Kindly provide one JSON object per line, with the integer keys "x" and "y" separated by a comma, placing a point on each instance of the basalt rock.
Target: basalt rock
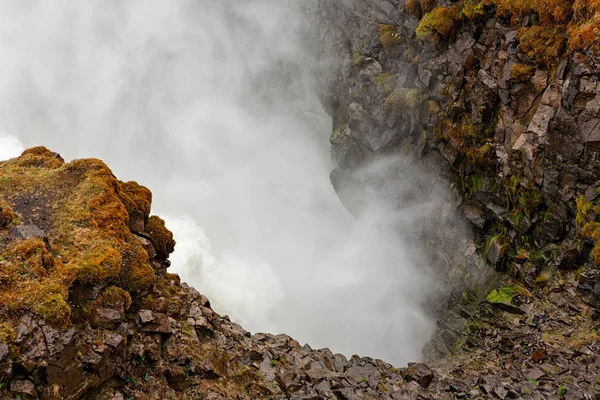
{"x": 101, "y": 317}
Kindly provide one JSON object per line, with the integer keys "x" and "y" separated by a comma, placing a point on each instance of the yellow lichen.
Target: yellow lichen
{"x": 85, "y": 212}
{"x": 160, "y": 236}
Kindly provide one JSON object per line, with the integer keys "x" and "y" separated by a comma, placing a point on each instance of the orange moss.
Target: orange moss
{"x": 436, "y": 25}
{"x": 388, "y": 36}
{"x": 471, "y": 9}
{"x": 587, "y": 214}
{"x": 136, "y": 198}
{"x": 100, "y": 262}
{"x": 160, "y": 236}
{"x": 521, "y": 72}
{"x": 7, "y": 333}
{"x": 114, "y": 297}
{"x": 555, "y": 26}
{"x": 6, "y": 215}
{"x": 543, "y": 45}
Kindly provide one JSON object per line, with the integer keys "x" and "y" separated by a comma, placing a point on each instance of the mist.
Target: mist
{"x": 214, "y": 106}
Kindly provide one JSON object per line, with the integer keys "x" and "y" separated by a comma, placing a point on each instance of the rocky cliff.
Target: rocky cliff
{"x": 497, "y": 100}
{"x": 90, "y": 311}
{"x": 502, "y": 97}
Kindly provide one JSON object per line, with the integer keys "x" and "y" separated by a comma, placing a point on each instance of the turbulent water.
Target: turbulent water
{"x": 210, "y": 105}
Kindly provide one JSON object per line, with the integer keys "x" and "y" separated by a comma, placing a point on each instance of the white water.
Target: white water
{"x": 195, "y": 99}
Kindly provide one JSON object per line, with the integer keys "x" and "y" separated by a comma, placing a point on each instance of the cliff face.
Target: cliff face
{"x": 89, "y": 311}
{"x": 513, "y": 122}
{"x": 501, "y": 96}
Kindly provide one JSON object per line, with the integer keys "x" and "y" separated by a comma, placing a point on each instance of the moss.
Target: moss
{"x": 472, "y": 9}
{"x": 6, "y": 215}
{"x": 87, "y": 211}
{"x": 521, "y": 72}
{"x": 137, "y": 273}
{"x": 437, "y": 25}
{"x": 114, "y": 297}
{"x": 53, "y": 308}
{"x": 136, "y": 199}
{"x": 100, "y": 262}
{"x": 388, "y": 36}
{"x": 505, "y": 295}
{"x": 413, "y": 7}
{"x": 161, "y": 237}
{"x": 544, "y": 45}
{"x": 587, "y": 215}
{"x": 404, "y": 98}
{"x": 7, "y": 333}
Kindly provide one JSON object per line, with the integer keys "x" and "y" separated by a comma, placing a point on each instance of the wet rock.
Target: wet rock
{"x": 148, "y": 246}
{"x": 475, "y": 215}
{"x": 106, "y": 318}
{"x": 23, "y": 386}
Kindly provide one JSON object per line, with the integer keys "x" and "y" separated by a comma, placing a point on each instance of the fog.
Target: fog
{"x": 213, "y": 106}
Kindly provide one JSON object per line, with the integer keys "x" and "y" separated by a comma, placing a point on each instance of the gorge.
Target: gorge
{"x": 457, "y": 228}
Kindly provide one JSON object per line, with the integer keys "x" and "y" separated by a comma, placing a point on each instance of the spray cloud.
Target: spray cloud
{"x": 206, "y": 103}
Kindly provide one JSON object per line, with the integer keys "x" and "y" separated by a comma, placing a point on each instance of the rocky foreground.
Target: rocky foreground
{"x": 501, "y": 96}
{"x": 90, "y": 311}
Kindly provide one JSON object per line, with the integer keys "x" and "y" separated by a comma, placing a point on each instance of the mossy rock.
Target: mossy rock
{"x": 85, "y": 212}
{"x": 160, "y": 236}
{"x": 504, "y": 298}
{"x": 521, "y": 72}
{"x": 437, "y": 25}
{"x": 6, "y": 215}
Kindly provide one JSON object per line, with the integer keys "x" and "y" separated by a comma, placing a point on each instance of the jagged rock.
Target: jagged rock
{"x": 420, "y": 373}
{"x": 23, "y": 386}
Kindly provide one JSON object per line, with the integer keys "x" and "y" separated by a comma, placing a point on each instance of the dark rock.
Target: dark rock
{"x": 419, "y": 373}
{"x": 23, "y": 386}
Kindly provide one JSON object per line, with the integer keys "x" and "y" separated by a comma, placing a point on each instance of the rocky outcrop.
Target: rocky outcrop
{"x": 90, "y": 311}
{"x": 75, "y": 325}
{"x": 501, "y": 98}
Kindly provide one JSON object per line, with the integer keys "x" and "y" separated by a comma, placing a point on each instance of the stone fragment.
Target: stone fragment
{"x": 419, "y": 373}
{"x": 23, "y": 386}
{"x": 146, "y": 316}
{"x": 475, "y": 215}
{"x": 487, "y": 80}
{"x": 148, "y": 246}
{"x": 159, "y": 324}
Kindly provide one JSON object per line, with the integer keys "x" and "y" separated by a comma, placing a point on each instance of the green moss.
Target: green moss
{"x": 385, "y": 82}
{"x": 544, "y": 45}
{"x": 88, "y": 211}
{"x": 505, "y": 295}
{"x": 388, "y": 36}
{"x": 114, "y": 297}
{"x": 472, "y": 9}
{"x": 588, "y": 214}
{"x": 436, "y": 25}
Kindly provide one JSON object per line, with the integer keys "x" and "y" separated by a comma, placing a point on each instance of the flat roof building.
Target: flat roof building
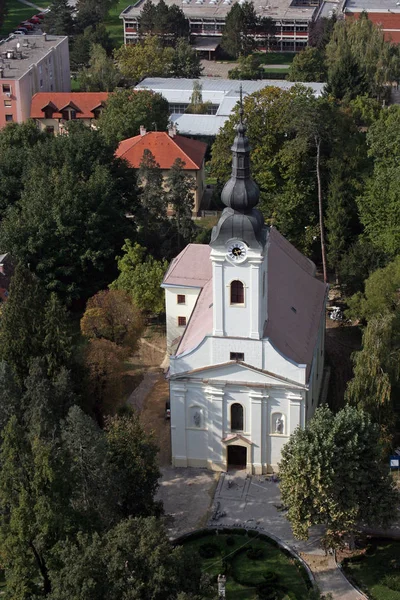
{"x": 31, "y": 64}
{"x": 385, "y": 13}
{"x": 207, "y": 18}
{"x": 222, "y": 94}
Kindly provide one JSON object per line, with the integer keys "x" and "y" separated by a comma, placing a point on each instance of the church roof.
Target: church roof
{"x": 295, "y": 302}
{"x": 191, "y": 268}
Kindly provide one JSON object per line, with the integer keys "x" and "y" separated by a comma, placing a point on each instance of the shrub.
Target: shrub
{"x": 208, "y": 550}
{"x": 255, "y": 553}
{"x": 392, "y": 581}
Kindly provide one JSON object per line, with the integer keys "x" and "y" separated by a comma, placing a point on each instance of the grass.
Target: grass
{"x": 16, "y": 12}
{"x": 253, "y": 570}
{"x": 368, "y": 571}
{"x": 114, "y": 24}
{"x": 276, "y": 58}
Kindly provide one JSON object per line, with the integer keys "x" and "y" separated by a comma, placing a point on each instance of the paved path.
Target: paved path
{"x": 255, "y": 502}
{"x": 35, "y": 6}
{"x": 138, "y": 396}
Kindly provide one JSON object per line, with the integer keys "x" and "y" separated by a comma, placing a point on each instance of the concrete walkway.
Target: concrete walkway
{"x": 35, "y": 6}
{"x": 255, "y": 502}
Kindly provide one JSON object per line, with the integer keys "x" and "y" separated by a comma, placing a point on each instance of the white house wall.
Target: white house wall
{"x": 201, "y": 445}
{"x": 175, "y": 310}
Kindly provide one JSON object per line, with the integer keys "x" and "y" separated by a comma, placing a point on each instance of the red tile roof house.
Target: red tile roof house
{"x": 52, "y": 110}
{"x": 166, "y": 148}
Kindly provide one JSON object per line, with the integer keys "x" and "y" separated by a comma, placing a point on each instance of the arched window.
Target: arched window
{"x": 237, "y": 292}
{"x": 236, "y": 417}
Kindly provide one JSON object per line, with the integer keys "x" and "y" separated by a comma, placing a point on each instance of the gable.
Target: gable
{"x": 237, "y": 373}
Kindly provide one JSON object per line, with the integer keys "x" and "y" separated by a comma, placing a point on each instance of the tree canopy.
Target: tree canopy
{"x": 326, "y": 480}
{"x": 125, "y": 111}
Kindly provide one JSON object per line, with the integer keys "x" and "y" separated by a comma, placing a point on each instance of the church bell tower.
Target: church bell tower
{"x": 238, "y": 251}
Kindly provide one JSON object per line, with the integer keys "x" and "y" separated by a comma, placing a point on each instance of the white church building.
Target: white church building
{"x": 246, "y": 331}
================
> _Prompt_
Set down every record word for word and leave out the pictures.

> _Written response_
Kindly provide one JSON object per line, with the integer keys "x" and "y" separated by a comma, placing a point on each instance of the basalt rock.
Target: basalt rock
{"x": 101, "y": 317}
Kindly provide one JSON object per line, with the integer keys "x" and "y" separated by a comma, placing a point on each instance of the yellow lichen.
Target: yellow lichen
{"x": 85, "y": 212}
{"x": 160, "y": 236}
Kindly provide one JSON object per line, with the integer keys "x" and "y" separated by a comma, placing a point on each instance of the orange moss.
Target: orange moss
{"x": 436, "y": 25}
{"x": 388, "y": 36}
{"x": 471, "y": 9}
{"x": 587, "y": 214}
{"x": 136, "y": 198}
{"x": 100, "y": 262}
{"x": 160, "y": 236}
{"x": 521, "y": 72}
{"x": 7, "y": 333}
{"x": 114, "y": 297}
{"x": 555, "y": 26}
{"x": 6, "y": 215}
{"x": 543, "y": 45}
Kindly provide one JSON object per line, with the integer keys "x" and "y" separated by a comma, placing a point on each instance of the mist.
Target: mist
{"x": 214, "y": 106}
Kindly provide one JSON object per line, with the integer keys "x" and "y" separated by a comma, placing a point on each instance of the rocky cliff.
Target: rocky cliff
{"x": 497, "y": 100}
{"x": 90, "y": 311}
{"x": 502, "y": 97}
Kindly provide one JSON object per line, with the integer keys "x" and "y" separated by a comma, placing a point on each instance of the turbulent water.
Target: turbulent water
{"x": 210, "y": 105}
Kindly provide one JSON object per line, with the integer keys "x" and "y" separated by a comma, placing a point on each instance of the white water.
Target: white water
{"x": 195, "y": 99}
Kindly provide one JSON object per line, with the integer keys "x" and "y" separated by a comma, placing a point on each instance of the cliff face.
Target: cliff face
{"x": 89, "y": 311}
{"x": 513, "y": 122}
{"x": 501, "y": 96}
Kindly provide one JSON object per line, with the integer keys "x" and "y" separated by a comma, placing a point on each instance of the moss.
Target: moss
{"x": 472, "y": 9}
{"x": 6, "y": 215}
{"x": 87, "y": 211}
{"x": 521, "y": 72}
{"x": 137, "y": 273}
{"x": 437, "y": 25}
{"x": 114, "y": 297}
{"x": 53, "y": 308}
{"x": 136, "y": 199}
{"x": 100, "y": 262}
{"x": 388, "y": 36}
{"x": 505, "y": 295}
{"x": 413, "y": 7}
{"x": 161, "y": 237}
{"x": 544, "y": 45}
{"x": 587, "y": 215}
{"x": 404, "y": 98}
{"x": 7, "y": 333}
Kindly provide one JSON object per line, with the integer keys "x" and "y" separated by a comma, placing a point on each instance of the wet rock.
Target: wet rock
{"x": 148, "y": 246}
{"x": 475, "y": 215}
{"x": 106, "y": 318}
{"x": 23, "y": 386}
Kindly provide one JSON object per line, with the integer keys "x" and "y" separated by a comma, placing a point on each instance of the fog.
Target: fog
{"x": 213, "y": 106}
Kindly provide one JSON object per line, with the integer keys "x" and "y" separated by a comma, placing a point on each instance of the gorge.
Target: gorge
{"x": 457, "y": 228}
Kindly provide one JSON object per line, with the integer keys "x" and "y" separated by a comma, placing a point on each instance of the spray cloud.
Target: spray cloud
{"x": 206, "y": 103}
Kindly provide one JSON object per line, with the integer keys "x" and "y" separated by a comma, placing a point on each instance of the rocky foreground.
Target: rocky foreground
{"x": 501, "y": 96}
{"x": 90, "y": 311}
Kindly provide one JSON object per line, with the integer keys "x" and "y" separated by a comma, placing a point on each instance of the mossy rock.
Target: mossy rock
{"x": 85, "y": 212}
{"x": 160, "y": 236}
{"x": 504, "y": 298}
{"x": 521, "y": 72}
{"x": 437, "y": 25}
{"x": 6, "y": 215}
Kindly provide one JSON object per line, with the integer keys "x" and "y" separated by a comma, placing a point on each instance of the jagged rock.
Target: jagged rock
{"x": 420, "y": 373}
{"x": 23, "y": 386}
Kindly provide one JSON object per line, with the integer keys "x" and "y" separated by a comma, placing a point on each instance of the dark rock.
Target: dark rock
{"x": 419, "y": 373}
{"x": 23, "y": 386}
Kindly provide one JSON object per line, with the integer keys "x" and "y" separated by a comma, placing a point on each instance of the rocky outcrop.
Target: rocky outcrop
{"x": 90, "y": 311}
{"x": 75, "y": 325}
{"x": 501, "y": 98}
Kindly provide one JSON object per line, with the integer keys "x" and "y" separated by a comma, placing a point on each instance of the stone fragment.
Target: stone fragment
{"x": 419, "y": 373}
{"x": 23, "y": 386}
{"x": 146, "y": 316}
{"x": 475, "y": 215}
{"x": 487, "y": 80}
{"x": 148, "y": 246}
{"x": 159, "y": 324}
Kindly provide one JSON object per line, with the integer keys "x" and "y" separated by a comma, placing a point on each instance of the green moss.
Target: green moss
{"x": 385, "y": 82}
{"x": 544, "y": 45}
{"x": 88, "y": 211}
{"x": 505, "y": 295}
{"x": 388, "y": 36}
{"x": 114, "y": 297}
{"x": 472, "y": 9}
{"x": 588, "y": 214}
{"x": 436, "y": 25}
Kindly provide one JSON object per line, with the integer keys "x" and "y" separated by a comma, placing a point on each instance of the flat roof building.
Target: flat roof building
{"x": 31, "y": 64}
{"x": 385, "y": 13}
{"x": 207, "y": 18}
{"x": 222, "y": 94}
Kindly provide one JSON object per line, with the integer keys "x" and "y" separated by a comma, placing a point on each instance of the church roof.
Target: church roof
{"x": 295, "y": 302}
{"x": 191, "y": 268}
Kindly provide one JSON object per line, with the integer keys "x" and "y" separated by a comma, placing a point on each instance of the shrub.
Target: shrub
{"x": 208, "y": 550}
{"x": 255, "y": 553}
{"x": 392, "y": 581}
Kindly provide one JSON object per line, with the integer keys "x" and "y" separated by a comma, placing a point on each instance of the grass.
Target: grass
{"x": 16, "y": 12}
{"x": 253, "y": 570}
{"x": 368, "y": 571}
{"x": 114, "y": 24}
{"x": 276, "y": 58}
Kindly provide one JSON object per line, with the integer keys "x" and "y" separated by a comma, placing a point on each instance of the paved path.
Target: paved path
{"x": 255, "y": 502}
{"x": 35, "y": 6}
{"x": 138, "y": 396}
Kindly provide one JSON object per line, with the integer keys "x" and "y" separated by a comma, placing a point on each instance of the concrete walkway.
Target: concrete walkway
{"x": 35, "y": 6}
{"x": 255, "y": 502}
Kindly provide one JSON object per line, with the integer keys "x" and "y" separated by a comma, placing a point on each instance of the white house wall.
Target: white house wall
{"x": 201, "y": 445}
{"x": 175, "y": 310}
Kindly provide one JSON object per line, with the integer keys "x" and "y" separated by a comma, placing a point on each instance of the red tile roof house.
Target: red tile roof house
{"x": 52, "y": 110}
{"x": 166, "y": 148}
Kindly provide one JSON object per line, with the integer keys "x" and "y" separated by a comma, placing a point on each instance of the arched window.
Target: arched window
{"x": 237, "y": 292}
{"x": 236, "y": 417}
Kindly provide one JSON object per line, with the integer keys "x" and "y" separated by a comma, placing a point on each instance of the gable.
Target: gable
{"x": 237, "y": 373}
Kindly provide one JSON object per line, with the integer keys "x" and "y" separated by a comma, placing a point on each instance of the tree canopy.
Target: tree canopy
{"x": 326, "y": 480}
{"x": 125, "y": 111}
Kindly provide one JSON object per line, with the integer keys "x" and "y" separated by a comma, placing a point on each instance of the church bell tower.
Target: church bell tower
{"x": 238, "y": 251}
Kindly provide one JSON object per line, with the integer keys "x" and "y" separated by a comma, placing a point on each instance of the white church building.
Target: white church building
{"x": 246, "y": 331}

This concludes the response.